### Data for the task

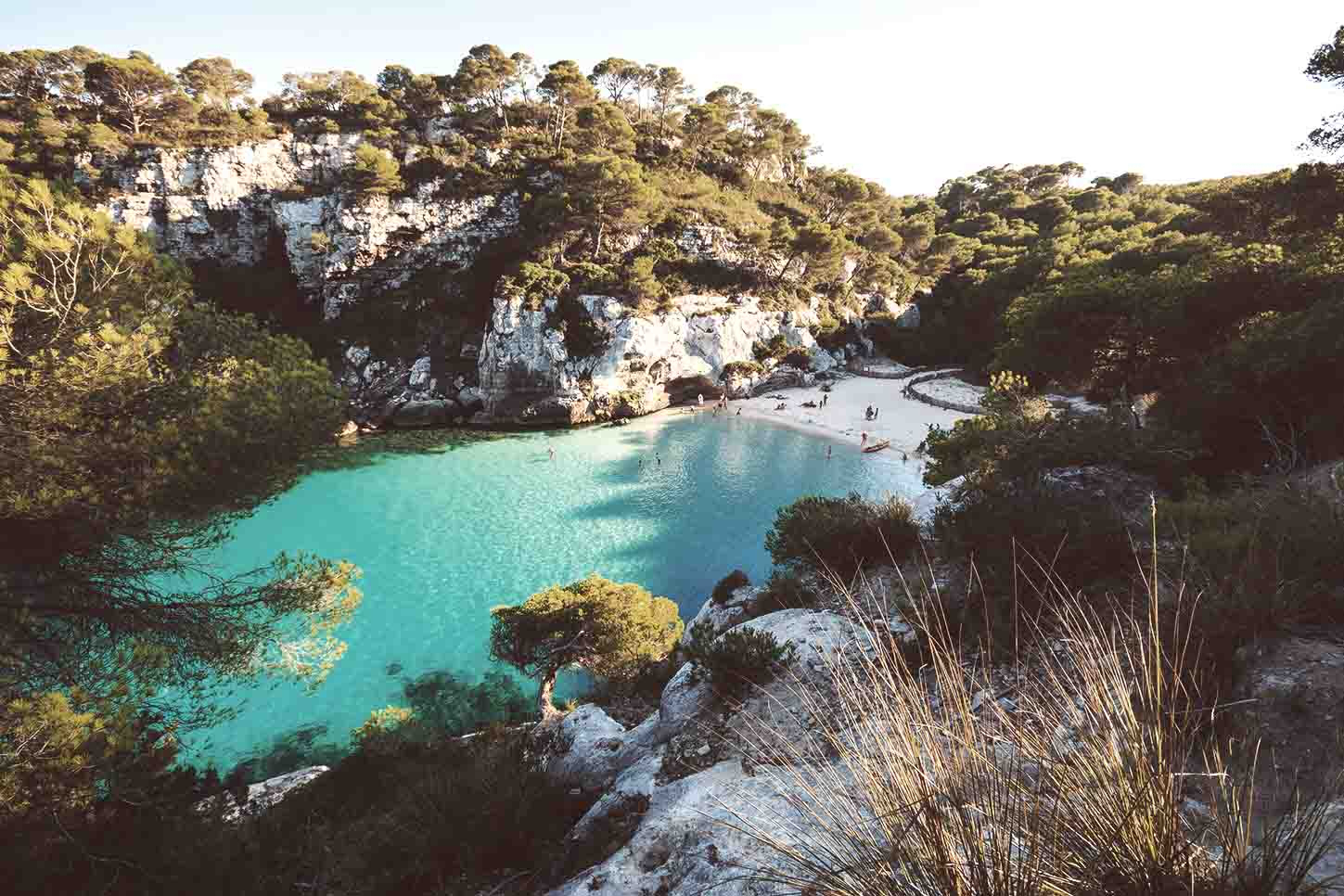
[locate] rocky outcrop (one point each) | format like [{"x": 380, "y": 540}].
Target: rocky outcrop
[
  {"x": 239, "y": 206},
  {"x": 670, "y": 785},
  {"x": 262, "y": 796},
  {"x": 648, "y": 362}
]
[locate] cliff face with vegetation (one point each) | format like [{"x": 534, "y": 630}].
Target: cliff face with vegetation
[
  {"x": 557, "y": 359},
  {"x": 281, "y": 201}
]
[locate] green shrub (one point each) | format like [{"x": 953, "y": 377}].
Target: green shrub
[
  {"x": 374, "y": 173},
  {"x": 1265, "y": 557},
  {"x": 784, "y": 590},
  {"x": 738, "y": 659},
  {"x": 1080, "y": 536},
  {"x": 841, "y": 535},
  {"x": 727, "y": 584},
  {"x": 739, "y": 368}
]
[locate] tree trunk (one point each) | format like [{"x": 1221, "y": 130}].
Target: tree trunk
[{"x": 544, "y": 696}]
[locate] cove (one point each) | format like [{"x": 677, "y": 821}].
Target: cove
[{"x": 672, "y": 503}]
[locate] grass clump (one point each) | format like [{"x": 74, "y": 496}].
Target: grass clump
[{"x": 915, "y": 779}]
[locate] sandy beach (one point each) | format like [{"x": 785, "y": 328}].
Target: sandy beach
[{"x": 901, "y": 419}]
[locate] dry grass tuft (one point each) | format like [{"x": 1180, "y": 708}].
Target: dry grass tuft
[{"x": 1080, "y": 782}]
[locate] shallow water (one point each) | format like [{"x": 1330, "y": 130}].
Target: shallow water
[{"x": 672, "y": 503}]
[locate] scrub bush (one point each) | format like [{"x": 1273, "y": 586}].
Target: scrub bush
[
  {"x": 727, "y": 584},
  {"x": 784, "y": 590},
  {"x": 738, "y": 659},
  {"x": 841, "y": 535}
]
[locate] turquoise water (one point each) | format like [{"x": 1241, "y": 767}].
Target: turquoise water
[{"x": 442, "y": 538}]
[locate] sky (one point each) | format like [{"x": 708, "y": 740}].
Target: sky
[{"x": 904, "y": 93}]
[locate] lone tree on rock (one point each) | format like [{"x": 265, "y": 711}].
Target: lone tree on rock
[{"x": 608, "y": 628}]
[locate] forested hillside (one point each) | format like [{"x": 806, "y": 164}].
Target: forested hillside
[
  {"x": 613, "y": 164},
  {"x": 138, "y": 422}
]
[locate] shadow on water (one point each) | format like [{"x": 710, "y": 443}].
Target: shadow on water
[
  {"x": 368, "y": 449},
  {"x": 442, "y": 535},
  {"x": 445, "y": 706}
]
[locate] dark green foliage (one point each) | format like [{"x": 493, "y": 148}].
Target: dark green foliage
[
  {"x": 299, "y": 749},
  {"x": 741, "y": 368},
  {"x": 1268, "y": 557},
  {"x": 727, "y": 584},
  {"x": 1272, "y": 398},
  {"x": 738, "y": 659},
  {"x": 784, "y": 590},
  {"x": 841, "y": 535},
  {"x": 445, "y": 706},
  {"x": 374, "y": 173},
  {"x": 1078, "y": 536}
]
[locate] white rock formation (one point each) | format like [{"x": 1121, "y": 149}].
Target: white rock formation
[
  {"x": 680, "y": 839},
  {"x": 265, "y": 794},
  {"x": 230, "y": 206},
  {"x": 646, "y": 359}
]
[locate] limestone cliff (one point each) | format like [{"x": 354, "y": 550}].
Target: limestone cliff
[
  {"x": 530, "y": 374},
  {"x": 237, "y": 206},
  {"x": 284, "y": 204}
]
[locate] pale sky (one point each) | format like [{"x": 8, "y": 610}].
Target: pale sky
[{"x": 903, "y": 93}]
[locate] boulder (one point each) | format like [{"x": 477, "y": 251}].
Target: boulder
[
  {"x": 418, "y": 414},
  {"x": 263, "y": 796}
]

### What the exercise asks
Pictures do not belong in the copy. Output all of the records exactly.

### Exercise output
[locate] rocky outcrop (one point each) | format like [{"x": 380, "y": 540}].
Target: rocky outcrop
[
  {"x": 239, "y": 206},
  {"x": 670, "y": 785},
  {"x": 262, "y": 796},
  {"x": 648, "y": 362}
]
[locate] cliff face with vegetation (one point each) | format like [{"x": 534, "y": 630}].
Target: cliff face with vegetation
[
  {"x": 557, "y": 359},
  {"x": 281, "y": 201}
]
[locate] green shrub (one point each) | format like [{"x": 953, "y": 377}].
Target: green shrub
[
  {"x": 374, "y": 173},
  {"x": 1265, "y": 557},
  {"x": 784, "y": 590},
  {"x": 738, "y": 659},
  {"x": 1080, "y": 536},
  {"x": 841, "y": 535},
  {"x": 727, "y": 584},
  {"x": 739, "y": 368}
]
[locate] tree trunk (one point each) | format like [{"x": 1221, "y": 130}].
Target: tree trunk
[{"x": 544, "y": 696}]
[locate] cove (one point each) | format like [{"x": 677, "y": 821}].
Target: cove
[{"x": 672, "y": 503}]
[locate] grass clump (one point each) | format like [{"x": 74, "y": 496}].
Target: grass clump
[{"x": 915, "y": 779}]
[locate] sandy beach (one point each) | format like [{"x": 785, "y": 328}].
Target: sandy beach
[{"x": 901, "y": 419}]
[locate] dry grass tuft (one point each) | format like [{"x": 1180, "y": 708}].
Target: dry grass tuft
[{"x": 1080, "y": 782}]
[locate] shallow water (one point each) | format like [{"x": 1330, "y": 130}].
Target: shallow water
[{"x": 672, "y": 503}]
[locate] scrub bush (one point each) | format like [{"x": 1273, "y": 586}].
Target: scrub bush
[
  {"x": 727, "y": 584},
  {"x": 784, "y": 590},
  {"x": 738, "y": 659},
  {"x": 841, "y": 535}
]
[locate] turquoise water (one point each) | format like [{"x": 1241, "y": 767}].
Target: turquoise water
[{"x": 442, "y": 538}]
[locate] sky (one point each) | format like [{"x": 708, "y": 740}].
Target: sky
[{"x": 904, "y": 93}]
[locate] lone tree on rock (one point each) | format like [{"x": 265, "y": 711}].
Target: lone tree on rock
[{"x": 608, "y": 628}]
[locate] forested hillside (one point each) | format like [{"x": 806, "y": 164}].
Target: forested hillside
[
  {"x": 613, "y": 164},
  {"x": 138, "y": 422}
]
[locate] shadow on water (one point each) | format like [{"x": 710, "y": 443}].
Target: shadow on water
[
  {"x": 368, "y": 449},
  {"x": 442, "y": 535},
  {"x": 445, "y": 706}
]
[locate] dark green foliage (one point each) | format like [{"x": 493, "y": 148}].
Target: dark green foliage
[
  {"x": 299, "y": 749},
  {"x": 741, "y": 368},
  {"x": 1268, "y": 557},
  {"x": 727, "y": 584},
  {"x": 1272, "y": 398},
  {"x": 738, "y": 659},
  {"x": 784, "y": 590},
  {"x": 841, "y": 535},
  {"x": 445, "y": 706},
  {"x": 374, "y": 173},
  {"x": 1078, "y": 536}
]
[locate] white rock formation (one point each) | format like [{"x": 1121, "y": 149}].
Target: white rock formation
[
  {"x": 680, "y": 839},
  {"x": 265, "y": 794},
  {"x": 230, "y": 206},
  {"x": 646, "y": 359}
]
[locate] limestone cliff (one point each) | format like [{"x": 354, "y": 550}].
Target: limestone cliff
[
  {"x": 530, "y": 374},
  {"x": 237, "y": 206},
  {"x": 284, "y": 204}
]
[locate] pale sky (one point each) | format like [{"x": 8, "y": 610}].
Target: pale sky
[{"x": 903, "y": 93}]
[locate] boulder (one point each) | format like [{"x": 477, "y": 251}].
Target: boulder
[
  {"x": 418, "y": 414},
  {"x": 263, "y": 796}
]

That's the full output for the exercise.